**EXERCISE TASKS:**
[A] In the passage on Explore 2.0, list every example given right after the sentence "Sometimes you know exactly what you are looking for."
[B] Continue the Explore 2.0 announcement with the next few paragraphs, starting right after its final sentence.

[[ DOCUMENT EXTRACT open ]]

New Explore: Faster answers, less friction, and a better way to investigate your data

There is a moment every engineer knows too well. Something is wrong in production. You have an alert, a vague symptom, and pressure to find the one signal that explains what changed. You open your logs and traces, and you immediately hit the same two problems: the dataset is huge, and the path from “I see something odd” to “I understand why” is full of tiny, exhausting steps.

Meet Explore 2.0, our redesigned investigation experience for logs, traces, and spans. It is built to offer zero learning curve for first-time users, maximize efficiency for daily debugging, and provide true data exploration when you need to turn raw events into an actionable story.

Why data can be hard to explore in the first place

Telemetry is one of the most valuable sources of truth, but it comes with a unique challenge. Logs are often unstructured or semi-structured. Two logs from the same service might not share the same fields, and the underlying infrastructure schema changes continuously. Even when the data is present, investigations slow down because you do not know which fields exist, what values are common, or how to narrow the scope without trial and error.

That is why many teams end up treating log and span exploration like a series of disconnected tasks. Search, scroll, copy a value, paste it somewhere else, adjust the time range, repeat. You spend time operating the tool instead of learning from the data.

Explore 2.0 focuses on turning that process into a single, coherent workflow.

A more natural investigation flow

Most investigations start in one of two ways.

Sometimes you know exactly what you are looking for. A request ID, an exception type, a pod name, a customer identifier, or a specific error message. Other times you do not know which log or span you are looking for yet. You only know the symptom. There is a spike in errors, latency climbed, a deployment happened, or a service started restarting. You need to explore the shape of the problem before you can even write the query.

Explore supports both of these paths across logs and traces without forcing you into separate tools. You can start broadly, narrow quickly, then drill into the exact entry that explains the behavior.

[[ DOCUMENT EXTRACT closed ]]
[[ SOURCE DATA open ]]

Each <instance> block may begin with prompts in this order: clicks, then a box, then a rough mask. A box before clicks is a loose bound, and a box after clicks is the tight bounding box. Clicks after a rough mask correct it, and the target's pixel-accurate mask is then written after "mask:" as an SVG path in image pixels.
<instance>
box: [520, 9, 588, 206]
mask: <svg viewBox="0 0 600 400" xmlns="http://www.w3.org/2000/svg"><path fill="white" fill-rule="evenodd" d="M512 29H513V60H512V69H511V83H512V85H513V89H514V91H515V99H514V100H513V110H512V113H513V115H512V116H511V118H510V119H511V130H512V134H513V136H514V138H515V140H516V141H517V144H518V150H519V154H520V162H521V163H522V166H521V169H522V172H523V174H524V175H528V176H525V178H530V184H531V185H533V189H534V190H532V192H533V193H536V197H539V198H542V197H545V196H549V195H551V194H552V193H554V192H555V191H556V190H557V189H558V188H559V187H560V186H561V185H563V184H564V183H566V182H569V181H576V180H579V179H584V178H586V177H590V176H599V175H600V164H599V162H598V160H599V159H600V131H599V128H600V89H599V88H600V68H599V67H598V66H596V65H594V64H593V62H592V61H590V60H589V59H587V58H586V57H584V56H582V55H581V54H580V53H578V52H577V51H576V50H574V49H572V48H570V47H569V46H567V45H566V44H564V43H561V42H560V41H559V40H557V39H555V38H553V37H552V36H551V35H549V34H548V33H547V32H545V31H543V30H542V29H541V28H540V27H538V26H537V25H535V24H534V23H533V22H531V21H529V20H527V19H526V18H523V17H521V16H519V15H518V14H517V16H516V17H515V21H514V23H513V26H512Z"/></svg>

[[ SOURCE DATA closed ]]

**RESULTS FOR THE EXERCISE:**
[A] A request ID, an exception type, a pod name, a customer identifier, a specific error message

[B]
Query Builder: Exploration without writing code

One of the biggest improvements in Explore 2.0 is the emphasis on a UI-first Query Builder. The goal is simple: let users filter, group, and aggregate logs and spans through guided visual workflows without needing to switch into a code editor or remember syntax details.

This matters because many useful questions are not “find me the log with this exact value.” They are structural questions like:

  • What error types increased in the last 30 minutes?
  • Which services are producing most of the warnings?
  • Which environment is driving the spike?
  • Which region or customer ID is affected?

In Explore 2.0, these questions are answered directly through interactive controls. Instead of jumping immediately into a complicated query, you can build up the investigation step by step using Group by, aggregation chips, order by and limit as to see the results change, and iterate quickly.

Move from raw data to patterns, not just more scrolling

Scrolling through raw lines is sometimes necessary, but it is rarely the fastest way to understand what is happening. The more effective approach is to summarize, then zoom in.

Explore 2.0 makes this flow seamless with the Overview tab. When you add a grouping or aggregation in the Query Builder, the interface routes you to an aggregated, sortable view automatically. You can shift from raw events to a table that shows top contributors or quiet outliers, then click through to see the underlying logs or spans that explain a spike. It helps you find exactly what is driving an issue in minutes instead of turning it into a manual sampling exercise. The Overview tab works alongside all other tabs, switch to Logs or Spans at any time to see the raw data behind the aggregation

Context-aware field discovery with Schema Store

In most observability tools, you are stuck guessing which fields exist. In Explore 2.0, you always know.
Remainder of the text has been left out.